Written instruction →
Can you reproduce the items from their very start through the line containing "left=105, top=132, right=112, bottom=142", with both ends included and the pictures left out?

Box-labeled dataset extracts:
----

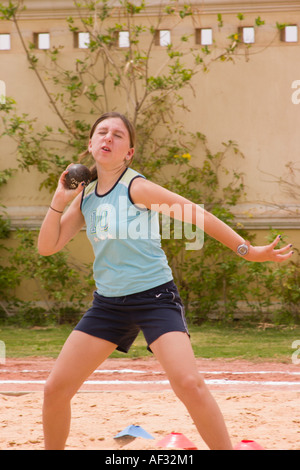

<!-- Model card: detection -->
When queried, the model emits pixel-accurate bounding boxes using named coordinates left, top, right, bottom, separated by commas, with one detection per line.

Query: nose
left=105, top=132, right=112, bottom=142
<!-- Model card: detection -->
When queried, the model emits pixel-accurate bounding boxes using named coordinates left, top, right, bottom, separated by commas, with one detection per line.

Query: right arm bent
left=38, top=170, right=84, bottom=256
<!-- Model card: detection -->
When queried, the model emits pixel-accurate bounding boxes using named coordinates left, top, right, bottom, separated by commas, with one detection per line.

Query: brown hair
left=80, top=111, right=136, bottom=181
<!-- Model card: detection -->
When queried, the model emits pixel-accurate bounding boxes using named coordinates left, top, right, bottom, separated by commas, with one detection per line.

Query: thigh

----

Worked answer →
<!-- Model card: detection -->
When queried, the model emits pixel-accurate bounding boxes using named coordinates left, top, right, bottom, separated by commas, with one detection per line.

Query: nose
left=105, top=132, right=112, bottom=142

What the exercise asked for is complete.